◆ **GIVEN EXERCISE**: Determine how many lines of the material below contain the string "postcard", matching case exactly. Reply with the number alone.

◆ **Raw records**:
# # #

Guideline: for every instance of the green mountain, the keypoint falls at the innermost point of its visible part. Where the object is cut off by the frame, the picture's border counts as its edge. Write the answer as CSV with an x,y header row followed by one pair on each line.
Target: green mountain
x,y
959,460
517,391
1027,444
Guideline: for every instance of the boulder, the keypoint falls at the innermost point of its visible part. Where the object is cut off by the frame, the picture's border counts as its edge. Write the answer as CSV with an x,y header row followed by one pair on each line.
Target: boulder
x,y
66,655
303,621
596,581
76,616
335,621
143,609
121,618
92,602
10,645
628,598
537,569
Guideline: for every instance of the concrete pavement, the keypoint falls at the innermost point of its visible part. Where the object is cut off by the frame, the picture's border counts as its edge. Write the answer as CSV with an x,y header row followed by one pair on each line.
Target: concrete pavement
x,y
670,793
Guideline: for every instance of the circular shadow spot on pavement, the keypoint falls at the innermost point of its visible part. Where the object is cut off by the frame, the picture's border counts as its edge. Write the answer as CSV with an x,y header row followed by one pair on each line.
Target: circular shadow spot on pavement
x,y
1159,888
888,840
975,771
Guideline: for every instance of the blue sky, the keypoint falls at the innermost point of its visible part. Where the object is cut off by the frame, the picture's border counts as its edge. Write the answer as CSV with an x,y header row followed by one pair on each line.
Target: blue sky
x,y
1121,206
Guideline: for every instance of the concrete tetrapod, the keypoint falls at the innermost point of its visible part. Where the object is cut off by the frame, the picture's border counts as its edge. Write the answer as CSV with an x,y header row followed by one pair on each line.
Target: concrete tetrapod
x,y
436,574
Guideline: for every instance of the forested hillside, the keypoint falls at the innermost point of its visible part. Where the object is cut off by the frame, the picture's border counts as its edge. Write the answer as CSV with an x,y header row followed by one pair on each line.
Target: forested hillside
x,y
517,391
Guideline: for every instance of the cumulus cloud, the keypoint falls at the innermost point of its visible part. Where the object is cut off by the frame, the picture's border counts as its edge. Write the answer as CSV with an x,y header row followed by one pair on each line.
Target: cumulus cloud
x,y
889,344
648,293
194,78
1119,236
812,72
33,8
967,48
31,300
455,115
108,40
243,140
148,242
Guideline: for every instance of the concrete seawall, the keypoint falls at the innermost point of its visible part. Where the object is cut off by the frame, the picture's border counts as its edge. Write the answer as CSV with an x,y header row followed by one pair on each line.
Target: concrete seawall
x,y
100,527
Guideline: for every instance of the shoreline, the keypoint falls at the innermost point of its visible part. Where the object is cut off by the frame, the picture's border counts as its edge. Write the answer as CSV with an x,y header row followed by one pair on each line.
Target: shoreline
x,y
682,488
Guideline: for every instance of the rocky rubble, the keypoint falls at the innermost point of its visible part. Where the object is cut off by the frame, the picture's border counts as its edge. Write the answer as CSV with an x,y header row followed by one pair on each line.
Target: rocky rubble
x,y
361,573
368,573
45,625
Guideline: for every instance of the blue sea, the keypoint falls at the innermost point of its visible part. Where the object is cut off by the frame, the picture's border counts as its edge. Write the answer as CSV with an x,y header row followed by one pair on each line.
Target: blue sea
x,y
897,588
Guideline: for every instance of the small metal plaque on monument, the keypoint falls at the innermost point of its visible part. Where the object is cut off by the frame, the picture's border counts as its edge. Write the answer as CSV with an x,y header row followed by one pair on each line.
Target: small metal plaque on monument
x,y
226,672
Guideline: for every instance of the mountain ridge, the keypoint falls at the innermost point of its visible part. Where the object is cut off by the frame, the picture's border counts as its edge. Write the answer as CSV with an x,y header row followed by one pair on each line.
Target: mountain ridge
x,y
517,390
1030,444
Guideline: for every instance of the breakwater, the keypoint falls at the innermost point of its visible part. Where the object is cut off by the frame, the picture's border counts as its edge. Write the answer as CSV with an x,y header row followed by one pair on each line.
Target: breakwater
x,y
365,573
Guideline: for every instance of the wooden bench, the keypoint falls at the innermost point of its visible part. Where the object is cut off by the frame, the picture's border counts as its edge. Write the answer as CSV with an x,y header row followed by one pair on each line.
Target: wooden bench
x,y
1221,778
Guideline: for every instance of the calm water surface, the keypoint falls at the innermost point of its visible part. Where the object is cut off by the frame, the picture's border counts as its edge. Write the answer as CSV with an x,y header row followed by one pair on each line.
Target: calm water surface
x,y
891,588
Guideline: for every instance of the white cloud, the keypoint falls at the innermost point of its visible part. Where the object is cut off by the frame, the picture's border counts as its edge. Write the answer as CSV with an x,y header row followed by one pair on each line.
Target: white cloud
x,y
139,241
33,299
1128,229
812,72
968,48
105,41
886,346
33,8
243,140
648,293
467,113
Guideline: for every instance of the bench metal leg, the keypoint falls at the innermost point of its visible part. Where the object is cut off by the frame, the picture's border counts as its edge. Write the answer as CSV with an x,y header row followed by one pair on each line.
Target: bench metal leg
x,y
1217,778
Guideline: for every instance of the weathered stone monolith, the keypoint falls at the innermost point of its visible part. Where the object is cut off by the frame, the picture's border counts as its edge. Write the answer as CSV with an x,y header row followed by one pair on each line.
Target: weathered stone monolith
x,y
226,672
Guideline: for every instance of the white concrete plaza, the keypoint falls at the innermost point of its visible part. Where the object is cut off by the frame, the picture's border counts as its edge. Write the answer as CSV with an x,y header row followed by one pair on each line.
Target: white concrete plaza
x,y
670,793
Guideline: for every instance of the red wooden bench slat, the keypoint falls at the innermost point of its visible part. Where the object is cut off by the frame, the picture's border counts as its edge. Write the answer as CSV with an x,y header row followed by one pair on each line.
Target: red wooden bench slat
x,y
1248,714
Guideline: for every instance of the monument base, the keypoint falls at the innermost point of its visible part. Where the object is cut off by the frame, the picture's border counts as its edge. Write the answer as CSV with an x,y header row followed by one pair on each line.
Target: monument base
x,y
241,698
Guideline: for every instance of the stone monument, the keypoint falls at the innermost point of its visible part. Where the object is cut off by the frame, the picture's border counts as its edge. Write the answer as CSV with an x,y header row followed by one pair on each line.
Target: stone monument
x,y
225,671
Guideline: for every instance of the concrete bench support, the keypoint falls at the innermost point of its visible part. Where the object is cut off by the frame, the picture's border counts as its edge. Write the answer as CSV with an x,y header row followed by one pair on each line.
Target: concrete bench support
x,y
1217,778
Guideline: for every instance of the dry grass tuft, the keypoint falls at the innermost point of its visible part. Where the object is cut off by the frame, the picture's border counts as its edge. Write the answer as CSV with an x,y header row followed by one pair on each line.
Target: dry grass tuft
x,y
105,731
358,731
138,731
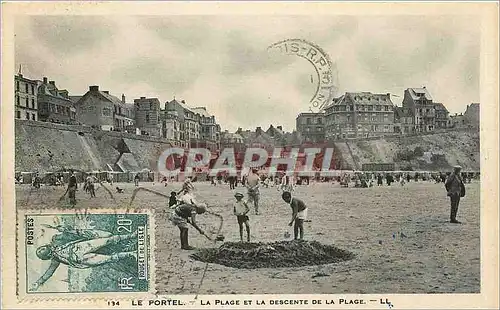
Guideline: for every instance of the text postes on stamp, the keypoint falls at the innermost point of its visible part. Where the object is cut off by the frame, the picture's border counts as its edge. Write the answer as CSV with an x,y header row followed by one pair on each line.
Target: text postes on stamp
x,y
326,71
95,253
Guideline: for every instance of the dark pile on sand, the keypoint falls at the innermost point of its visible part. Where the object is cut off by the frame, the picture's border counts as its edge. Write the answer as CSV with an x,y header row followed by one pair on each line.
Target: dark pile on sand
x,y
272,255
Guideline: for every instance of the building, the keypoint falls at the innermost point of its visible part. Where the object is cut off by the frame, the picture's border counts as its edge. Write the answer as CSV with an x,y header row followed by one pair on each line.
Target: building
x,y
25,102
101,110
197,127
458,121
420,102
311,126
54,105
147,116
442,118
472,115
232,140
403,120
359,114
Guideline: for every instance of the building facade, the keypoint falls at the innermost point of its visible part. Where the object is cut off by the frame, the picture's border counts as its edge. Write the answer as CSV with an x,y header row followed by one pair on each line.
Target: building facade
x,y
197,128
209,129
472,115
232,140
25,102
403,120
311,126
360,114
147,116
171,128
421,104
54,105
101,110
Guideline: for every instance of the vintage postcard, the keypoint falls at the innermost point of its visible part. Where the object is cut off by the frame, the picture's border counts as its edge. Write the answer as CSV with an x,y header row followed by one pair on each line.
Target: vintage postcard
x,y
209,155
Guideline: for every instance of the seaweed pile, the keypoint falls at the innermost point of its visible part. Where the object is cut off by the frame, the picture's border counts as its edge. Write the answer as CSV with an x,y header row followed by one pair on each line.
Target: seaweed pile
x,y
279,254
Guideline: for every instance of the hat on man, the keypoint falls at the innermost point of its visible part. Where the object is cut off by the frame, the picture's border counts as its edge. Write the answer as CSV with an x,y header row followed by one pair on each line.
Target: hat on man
x,y
240,195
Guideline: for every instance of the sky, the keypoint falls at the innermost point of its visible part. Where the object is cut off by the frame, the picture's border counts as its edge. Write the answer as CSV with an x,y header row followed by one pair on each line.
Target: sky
x,y
222,62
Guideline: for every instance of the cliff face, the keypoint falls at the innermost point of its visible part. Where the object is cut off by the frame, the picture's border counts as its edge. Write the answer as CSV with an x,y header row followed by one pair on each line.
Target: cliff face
x,y
431,152
50,147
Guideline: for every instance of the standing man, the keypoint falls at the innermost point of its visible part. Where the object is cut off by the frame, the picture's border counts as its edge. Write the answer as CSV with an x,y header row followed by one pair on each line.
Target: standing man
x,y
252,185
72,186
456,189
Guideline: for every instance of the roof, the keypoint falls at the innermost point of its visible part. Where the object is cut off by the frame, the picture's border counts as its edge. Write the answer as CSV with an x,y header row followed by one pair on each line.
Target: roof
x,y
183,105
75,99
414,92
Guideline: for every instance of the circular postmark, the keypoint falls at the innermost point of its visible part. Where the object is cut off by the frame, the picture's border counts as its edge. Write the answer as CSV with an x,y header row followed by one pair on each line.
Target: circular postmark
x,y
325,86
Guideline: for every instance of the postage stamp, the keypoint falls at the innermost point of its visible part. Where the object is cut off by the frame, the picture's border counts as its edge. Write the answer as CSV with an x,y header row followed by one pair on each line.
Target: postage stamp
x,y
64,252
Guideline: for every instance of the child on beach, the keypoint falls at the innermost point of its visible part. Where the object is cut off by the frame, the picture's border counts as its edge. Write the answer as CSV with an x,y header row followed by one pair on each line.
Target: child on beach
x,y
299,214
172,201
241,209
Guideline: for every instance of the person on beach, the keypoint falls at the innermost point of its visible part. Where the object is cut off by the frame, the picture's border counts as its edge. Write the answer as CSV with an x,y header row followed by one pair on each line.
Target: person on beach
x,y
455,189
241,209
299,214
252,185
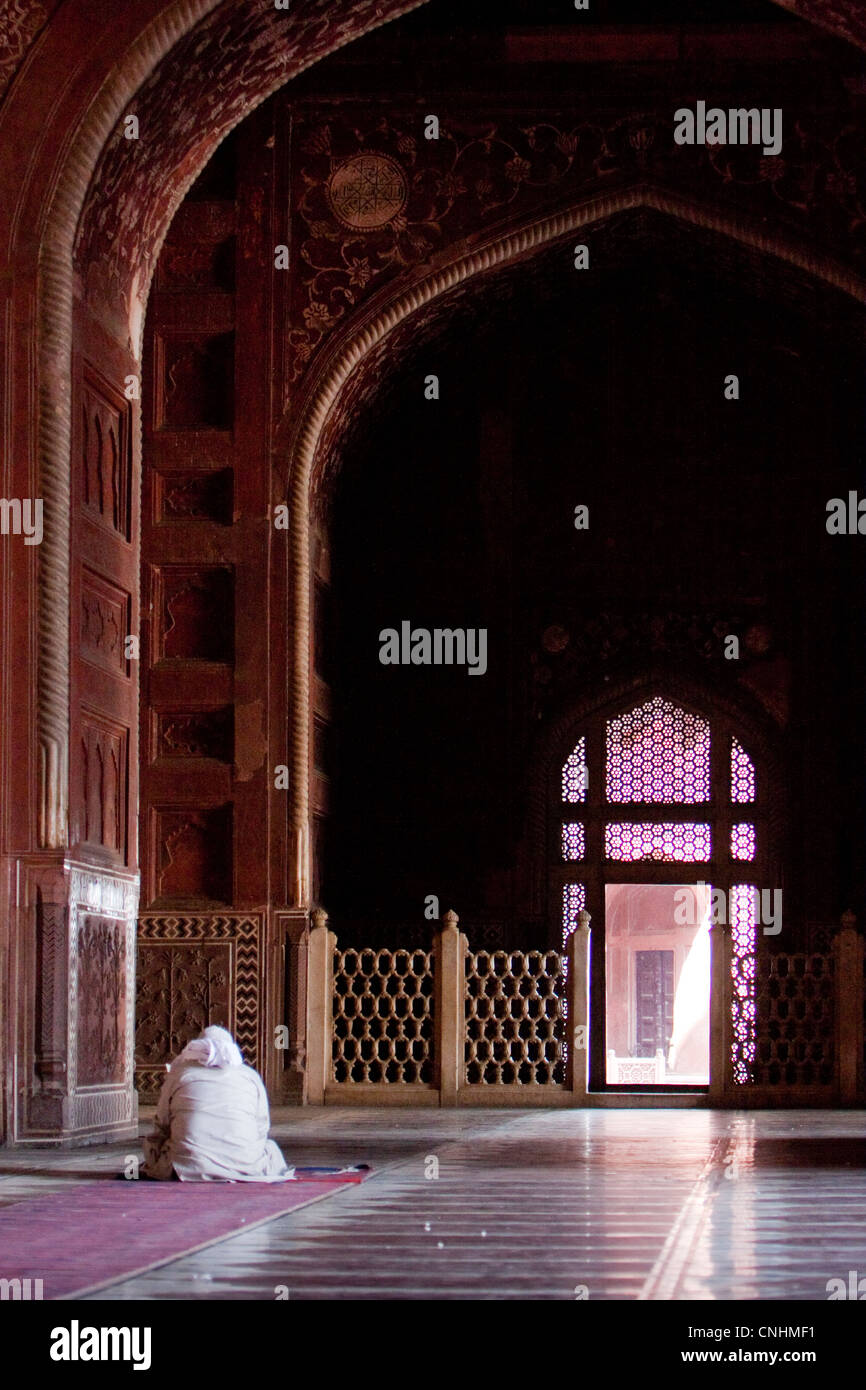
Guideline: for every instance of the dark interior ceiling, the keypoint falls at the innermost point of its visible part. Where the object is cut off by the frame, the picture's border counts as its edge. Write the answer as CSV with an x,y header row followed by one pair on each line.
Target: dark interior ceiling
x,y
642,262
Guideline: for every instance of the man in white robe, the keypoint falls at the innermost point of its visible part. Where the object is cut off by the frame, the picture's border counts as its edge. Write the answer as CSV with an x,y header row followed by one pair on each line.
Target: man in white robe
x,y
213,1119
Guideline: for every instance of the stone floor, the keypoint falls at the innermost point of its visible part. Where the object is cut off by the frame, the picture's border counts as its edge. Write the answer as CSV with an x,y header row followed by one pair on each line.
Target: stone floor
x,y
548,1204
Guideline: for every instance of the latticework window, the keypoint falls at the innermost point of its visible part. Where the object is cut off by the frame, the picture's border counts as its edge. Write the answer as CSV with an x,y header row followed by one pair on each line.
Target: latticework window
x,y
658,754
744,968
742,774
574,774
574,900
669,841
574,840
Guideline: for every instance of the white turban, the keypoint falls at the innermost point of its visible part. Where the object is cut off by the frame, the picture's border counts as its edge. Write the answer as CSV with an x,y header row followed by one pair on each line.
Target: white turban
x,y
216,1047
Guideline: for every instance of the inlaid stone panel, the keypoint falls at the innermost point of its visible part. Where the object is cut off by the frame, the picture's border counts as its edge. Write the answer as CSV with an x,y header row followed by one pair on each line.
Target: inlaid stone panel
x,y
102,1001
106,460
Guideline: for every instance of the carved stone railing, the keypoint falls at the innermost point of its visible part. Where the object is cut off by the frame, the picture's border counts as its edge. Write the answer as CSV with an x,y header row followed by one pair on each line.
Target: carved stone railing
x,y
446,1026
449,1026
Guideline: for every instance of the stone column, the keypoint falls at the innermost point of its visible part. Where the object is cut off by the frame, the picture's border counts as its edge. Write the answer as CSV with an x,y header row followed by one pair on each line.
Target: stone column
x,y
577,995
320,1007
449,1030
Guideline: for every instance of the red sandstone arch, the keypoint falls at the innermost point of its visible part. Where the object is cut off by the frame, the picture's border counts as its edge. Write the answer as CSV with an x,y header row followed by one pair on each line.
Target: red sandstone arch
x,y
59,128
202,67
355,359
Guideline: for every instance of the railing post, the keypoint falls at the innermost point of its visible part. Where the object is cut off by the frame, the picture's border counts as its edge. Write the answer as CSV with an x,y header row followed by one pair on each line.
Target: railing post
x,y
449,1009
848,952
320,1007
577,994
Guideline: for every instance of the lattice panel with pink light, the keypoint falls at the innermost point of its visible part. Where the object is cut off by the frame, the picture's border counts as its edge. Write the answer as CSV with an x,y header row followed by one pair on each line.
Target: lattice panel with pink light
x,y
666,841
797,1020
382,1016
515,1018
744,1011
574,774
573,840
742,774
574,900
658,754
742,841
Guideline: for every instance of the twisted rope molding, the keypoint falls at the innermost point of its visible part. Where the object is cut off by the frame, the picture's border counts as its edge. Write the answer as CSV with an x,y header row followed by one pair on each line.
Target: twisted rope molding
x,y
349,356
54,349
54,345
54,352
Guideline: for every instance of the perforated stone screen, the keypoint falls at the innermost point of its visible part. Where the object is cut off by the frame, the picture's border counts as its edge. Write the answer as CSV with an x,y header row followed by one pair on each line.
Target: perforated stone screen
x,y
797,1020
742,774
382,1016
658,752
515,1026
666,841
574,774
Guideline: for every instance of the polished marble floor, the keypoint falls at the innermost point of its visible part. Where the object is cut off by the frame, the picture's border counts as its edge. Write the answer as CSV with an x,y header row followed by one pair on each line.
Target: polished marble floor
x,y
544,1205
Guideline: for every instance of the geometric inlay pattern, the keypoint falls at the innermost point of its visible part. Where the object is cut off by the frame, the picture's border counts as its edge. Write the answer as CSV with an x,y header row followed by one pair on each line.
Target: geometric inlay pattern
x,y
367,191
193,970
574,901
659,840
795,1008
744,1011
515,1023
658,754
382,1015
742,841
573,840
742,774
574,773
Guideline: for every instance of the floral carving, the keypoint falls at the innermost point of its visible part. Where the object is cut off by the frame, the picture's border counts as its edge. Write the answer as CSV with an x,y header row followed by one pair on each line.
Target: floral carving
x,y
480,173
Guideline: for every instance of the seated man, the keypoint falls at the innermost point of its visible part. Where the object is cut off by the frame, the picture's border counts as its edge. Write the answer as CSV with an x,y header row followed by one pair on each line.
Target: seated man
x,y
211,1121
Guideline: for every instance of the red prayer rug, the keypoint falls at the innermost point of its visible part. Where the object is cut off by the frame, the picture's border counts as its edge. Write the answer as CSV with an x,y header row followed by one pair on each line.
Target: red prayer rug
x,y
103,1232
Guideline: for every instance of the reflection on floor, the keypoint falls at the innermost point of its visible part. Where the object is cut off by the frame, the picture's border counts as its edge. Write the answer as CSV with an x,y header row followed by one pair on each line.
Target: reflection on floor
x,y
548,1205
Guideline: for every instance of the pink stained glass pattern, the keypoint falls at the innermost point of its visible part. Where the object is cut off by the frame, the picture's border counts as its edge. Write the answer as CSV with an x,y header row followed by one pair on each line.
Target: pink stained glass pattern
x,y
667,841
658,752
574,900
742,841
573,840
574,774
742,774
744,968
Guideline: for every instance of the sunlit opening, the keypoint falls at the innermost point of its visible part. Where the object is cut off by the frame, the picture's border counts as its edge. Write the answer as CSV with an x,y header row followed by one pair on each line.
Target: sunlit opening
x,y
658,983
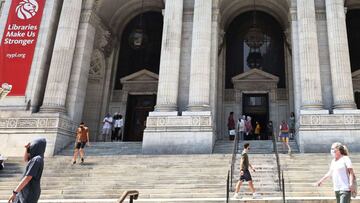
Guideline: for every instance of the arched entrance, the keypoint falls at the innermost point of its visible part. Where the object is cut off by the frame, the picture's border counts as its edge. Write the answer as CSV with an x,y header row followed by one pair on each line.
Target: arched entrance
x,y
123,77
257,78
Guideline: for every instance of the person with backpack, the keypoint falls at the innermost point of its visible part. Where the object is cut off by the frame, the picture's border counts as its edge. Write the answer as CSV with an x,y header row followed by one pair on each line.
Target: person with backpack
x,y
248,127
342,173
231,126
284,135
245,173
240,126
28,190
82,139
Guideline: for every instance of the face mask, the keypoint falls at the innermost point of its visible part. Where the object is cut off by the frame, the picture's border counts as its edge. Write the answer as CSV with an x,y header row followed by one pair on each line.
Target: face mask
x,y
332,152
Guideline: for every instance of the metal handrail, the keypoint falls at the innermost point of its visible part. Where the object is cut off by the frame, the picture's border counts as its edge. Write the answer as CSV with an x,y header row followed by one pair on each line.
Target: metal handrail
x,y
280,172
229,182
133,195
283,185
227,186
276,152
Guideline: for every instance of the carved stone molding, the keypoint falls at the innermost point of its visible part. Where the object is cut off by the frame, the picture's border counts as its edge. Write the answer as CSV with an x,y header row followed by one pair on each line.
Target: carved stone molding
x,y
97,66
331,121
37,123
178,121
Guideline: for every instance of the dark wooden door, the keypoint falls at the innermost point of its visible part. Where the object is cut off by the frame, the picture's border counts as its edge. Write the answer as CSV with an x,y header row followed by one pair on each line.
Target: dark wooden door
x,y
257,107
138,108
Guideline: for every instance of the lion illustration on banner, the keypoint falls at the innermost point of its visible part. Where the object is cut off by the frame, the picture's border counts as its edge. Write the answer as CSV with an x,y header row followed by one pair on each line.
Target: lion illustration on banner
x,y
27,9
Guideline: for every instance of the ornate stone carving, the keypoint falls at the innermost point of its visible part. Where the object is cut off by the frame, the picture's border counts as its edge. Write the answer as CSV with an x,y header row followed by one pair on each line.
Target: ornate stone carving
x,y
37,123
97,65
332,121
178,121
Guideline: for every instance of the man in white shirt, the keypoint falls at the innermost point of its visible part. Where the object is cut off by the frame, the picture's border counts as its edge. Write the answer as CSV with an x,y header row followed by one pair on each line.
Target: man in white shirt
x,y
342,173
107,127
240,126
118,125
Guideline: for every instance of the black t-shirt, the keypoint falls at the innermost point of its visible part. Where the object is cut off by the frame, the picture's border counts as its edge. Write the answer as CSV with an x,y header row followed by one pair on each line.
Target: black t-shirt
x,y
245,161
31,192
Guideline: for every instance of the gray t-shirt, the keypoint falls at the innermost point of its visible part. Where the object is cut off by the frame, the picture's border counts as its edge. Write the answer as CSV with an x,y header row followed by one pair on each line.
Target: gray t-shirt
x,y
31,192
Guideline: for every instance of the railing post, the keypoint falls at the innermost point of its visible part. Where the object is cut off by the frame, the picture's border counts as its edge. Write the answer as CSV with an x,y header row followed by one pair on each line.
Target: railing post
x,y
227,188
283,185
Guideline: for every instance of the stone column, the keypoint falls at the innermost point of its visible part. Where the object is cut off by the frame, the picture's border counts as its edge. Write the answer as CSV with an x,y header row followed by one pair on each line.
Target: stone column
x,y
343,95
170,57
199,90
81,64
62,57
295,62
311,96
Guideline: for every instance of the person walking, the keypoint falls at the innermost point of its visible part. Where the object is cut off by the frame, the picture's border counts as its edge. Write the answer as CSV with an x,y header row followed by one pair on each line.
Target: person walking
x,y
245,173
107,127
269,130
231,126
240,126
342,173
118,126
248,127
292,126
82,139
29,190
257,130
284,135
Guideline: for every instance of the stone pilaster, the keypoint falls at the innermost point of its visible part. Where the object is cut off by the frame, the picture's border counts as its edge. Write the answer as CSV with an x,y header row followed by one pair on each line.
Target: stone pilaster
x,y
295,61
80,69
343,96
311,96
199,91
170,57
62,57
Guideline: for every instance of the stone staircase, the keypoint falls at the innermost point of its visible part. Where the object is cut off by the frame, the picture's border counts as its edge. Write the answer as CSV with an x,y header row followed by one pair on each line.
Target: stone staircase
x,y
301,171
111,168
108,171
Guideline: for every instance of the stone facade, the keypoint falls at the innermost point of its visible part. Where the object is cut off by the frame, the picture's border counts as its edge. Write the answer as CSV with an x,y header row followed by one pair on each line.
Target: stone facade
x,y
73,75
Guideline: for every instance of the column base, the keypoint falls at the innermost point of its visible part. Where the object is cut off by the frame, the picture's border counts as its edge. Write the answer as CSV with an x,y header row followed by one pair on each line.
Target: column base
x,y
57,129
165,108
314,111
198,108
346,111
191,133
316,133
53,109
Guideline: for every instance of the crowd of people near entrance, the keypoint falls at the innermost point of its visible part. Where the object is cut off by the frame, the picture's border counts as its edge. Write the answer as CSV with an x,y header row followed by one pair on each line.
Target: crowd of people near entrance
x,y
112,127
243,128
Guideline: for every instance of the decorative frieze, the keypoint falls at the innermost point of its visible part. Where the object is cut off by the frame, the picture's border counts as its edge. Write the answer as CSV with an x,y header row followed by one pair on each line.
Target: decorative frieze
x,y
37,123
178,121
340,121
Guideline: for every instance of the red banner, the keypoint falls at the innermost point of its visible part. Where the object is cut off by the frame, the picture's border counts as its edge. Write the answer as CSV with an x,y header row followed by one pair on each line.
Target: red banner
x,y
18,43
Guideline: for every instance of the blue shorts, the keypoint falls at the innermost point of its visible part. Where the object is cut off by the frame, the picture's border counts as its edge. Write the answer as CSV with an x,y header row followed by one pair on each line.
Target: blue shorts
x,y
246,176
284,135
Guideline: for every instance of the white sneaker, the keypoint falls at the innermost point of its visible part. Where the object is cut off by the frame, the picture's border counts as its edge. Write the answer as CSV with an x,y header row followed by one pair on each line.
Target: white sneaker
x,y
236,196
256,195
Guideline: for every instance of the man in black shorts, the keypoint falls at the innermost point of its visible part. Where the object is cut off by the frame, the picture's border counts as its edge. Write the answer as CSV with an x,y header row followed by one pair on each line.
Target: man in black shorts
x,y
245,173
82,138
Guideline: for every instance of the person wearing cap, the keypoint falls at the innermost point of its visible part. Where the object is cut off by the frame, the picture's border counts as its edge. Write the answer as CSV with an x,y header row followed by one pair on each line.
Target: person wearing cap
x,y
28,190
82,139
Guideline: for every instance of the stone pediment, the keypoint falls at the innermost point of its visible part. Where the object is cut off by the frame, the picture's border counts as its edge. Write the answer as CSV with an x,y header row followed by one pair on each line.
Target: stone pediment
x,y
356,75
254,75
143,76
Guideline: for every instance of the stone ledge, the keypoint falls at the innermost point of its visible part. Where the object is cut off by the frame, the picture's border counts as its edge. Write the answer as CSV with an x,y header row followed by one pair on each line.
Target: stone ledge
x,y
178,121
333,120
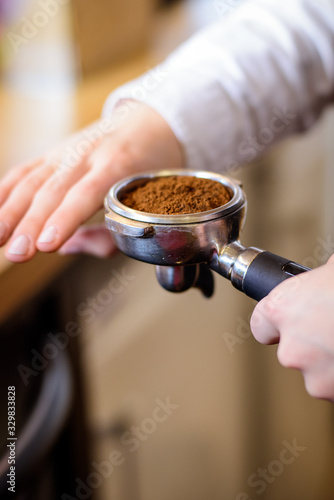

# # #

◆ **SOLUTION FOR THIS EXERCISE**: 2